**WRITTEN EXERCISE**
Identify each line in the listing below that contains the word "hanging" and copy those lines out in full.

**DATA EXCERPTS**
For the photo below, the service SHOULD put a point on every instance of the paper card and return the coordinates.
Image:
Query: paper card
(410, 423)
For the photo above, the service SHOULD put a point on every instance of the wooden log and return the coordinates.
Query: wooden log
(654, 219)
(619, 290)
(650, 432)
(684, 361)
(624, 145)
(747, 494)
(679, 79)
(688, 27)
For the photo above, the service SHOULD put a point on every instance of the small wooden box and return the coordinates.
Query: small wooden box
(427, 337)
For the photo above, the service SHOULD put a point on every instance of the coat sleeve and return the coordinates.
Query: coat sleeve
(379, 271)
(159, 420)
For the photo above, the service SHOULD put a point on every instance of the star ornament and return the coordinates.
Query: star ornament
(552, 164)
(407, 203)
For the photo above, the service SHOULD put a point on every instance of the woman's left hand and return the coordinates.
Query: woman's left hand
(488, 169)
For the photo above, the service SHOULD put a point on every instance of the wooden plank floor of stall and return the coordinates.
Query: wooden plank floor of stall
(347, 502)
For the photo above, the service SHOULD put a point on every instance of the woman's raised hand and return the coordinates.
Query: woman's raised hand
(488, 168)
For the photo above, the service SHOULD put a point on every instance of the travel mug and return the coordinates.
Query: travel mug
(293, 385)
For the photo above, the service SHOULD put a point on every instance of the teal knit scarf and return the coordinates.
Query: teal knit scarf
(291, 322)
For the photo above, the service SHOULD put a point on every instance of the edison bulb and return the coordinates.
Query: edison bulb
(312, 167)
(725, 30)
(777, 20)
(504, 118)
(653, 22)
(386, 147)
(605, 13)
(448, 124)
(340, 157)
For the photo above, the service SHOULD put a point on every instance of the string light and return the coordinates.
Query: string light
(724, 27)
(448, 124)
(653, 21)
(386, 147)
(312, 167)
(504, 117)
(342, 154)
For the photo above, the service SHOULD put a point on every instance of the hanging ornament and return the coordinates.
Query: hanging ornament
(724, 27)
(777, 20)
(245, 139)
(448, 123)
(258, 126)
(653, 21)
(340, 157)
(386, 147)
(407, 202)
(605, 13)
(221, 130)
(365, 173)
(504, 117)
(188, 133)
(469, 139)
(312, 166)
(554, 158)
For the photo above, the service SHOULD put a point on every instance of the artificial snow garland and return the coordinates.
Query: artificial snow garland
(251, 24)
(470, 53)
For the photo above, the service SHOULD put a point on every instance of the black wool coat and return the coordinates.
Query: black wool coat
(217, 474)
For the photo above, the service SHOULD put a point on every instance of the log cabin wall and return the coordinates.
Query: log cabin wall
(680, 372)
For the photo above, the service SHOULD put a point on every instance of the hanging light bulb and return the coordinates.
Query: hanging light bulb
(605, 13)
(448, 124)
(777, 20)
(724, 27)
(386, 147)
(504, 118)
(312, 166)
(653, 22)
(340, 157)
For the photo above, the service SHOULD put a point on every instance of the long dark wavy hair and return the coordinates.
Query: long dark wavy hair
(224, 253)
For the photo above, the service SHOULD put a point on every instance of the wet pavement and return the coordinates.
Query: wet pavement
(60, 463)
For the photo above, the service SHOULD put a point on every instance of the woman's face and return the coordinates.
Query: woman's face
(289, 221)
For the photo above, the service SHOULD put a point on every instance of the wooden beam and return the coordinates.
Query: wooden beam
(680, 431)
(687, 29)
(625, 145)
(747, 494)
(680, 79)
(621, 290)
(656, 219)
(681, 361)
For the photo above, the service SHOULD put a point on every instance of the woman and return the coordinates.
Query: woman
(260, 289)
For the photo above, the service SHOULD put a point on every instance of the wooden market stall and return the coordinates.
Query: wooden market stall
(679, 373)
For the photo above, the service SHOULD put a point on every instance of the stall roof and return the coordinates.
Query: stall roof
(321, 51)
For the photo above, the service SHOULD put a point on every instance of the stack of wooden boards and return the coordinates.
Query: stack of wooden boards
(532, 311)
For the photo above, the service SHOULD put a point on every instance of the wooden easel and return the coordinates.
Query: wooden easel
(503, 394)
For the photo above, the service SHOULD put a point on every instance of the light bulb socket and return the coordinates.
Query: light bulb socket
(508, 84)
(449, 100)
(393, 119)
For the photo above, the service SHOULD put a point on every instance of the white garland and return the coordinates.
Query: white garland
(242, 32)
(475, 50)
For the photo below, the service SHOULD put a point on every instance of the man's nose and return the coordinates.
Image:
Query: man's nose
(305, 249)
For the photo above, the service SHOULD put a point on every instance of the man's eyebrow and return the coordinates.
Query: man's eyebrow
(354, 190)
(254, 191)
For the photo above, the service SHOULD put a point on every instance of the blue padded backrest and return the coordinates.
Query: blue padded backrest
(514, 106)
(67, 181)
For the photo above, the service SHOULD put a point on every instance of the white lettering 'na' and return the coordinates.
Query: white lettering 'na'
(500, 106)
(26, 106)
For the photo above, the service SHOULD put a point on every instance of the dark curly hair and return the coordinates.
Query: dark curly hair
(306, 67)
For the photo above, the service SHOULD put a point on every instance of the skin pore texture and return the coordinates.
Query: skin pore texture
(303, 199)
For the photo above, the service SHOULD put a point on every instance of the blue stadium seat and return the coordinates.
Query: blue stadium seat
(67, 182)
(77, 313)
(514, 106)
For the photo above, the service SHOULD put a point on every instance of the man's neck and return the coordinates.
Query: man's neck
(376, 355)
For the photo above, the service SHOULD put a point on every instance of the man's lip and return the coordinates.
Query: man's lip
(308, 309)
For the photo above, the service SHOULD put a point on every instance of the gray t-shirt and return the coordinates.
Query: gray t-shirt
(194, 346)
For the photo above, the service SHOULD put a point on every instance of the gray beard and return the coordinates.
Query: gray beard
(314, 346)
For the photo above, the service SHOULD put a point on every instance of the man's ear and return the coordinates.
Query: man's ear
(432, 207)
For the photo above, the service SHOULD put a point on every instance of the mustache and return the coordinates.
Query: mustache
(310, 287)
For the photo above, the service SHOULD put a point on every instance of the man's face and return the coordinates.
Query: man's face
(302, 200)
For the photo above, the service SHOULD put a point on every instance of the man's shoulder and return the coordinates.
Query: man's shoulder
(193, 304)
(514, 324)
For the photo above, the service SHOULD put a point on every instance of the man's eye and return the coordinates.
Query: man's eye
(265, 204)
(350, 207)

* * *

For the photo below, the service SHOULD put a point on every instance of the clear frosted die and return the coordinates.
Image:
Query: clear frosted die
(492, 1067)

**EXPECTED OUTPUT**
For the photo above, the service SHOULD put a point on every instance of the hanging ornament and return the coordinates.
Query: hanging ornament
For the photo above, the service SHOULD put a point on every instance of the hanging light bulb and return the coordinates.
Query: hanging light bulb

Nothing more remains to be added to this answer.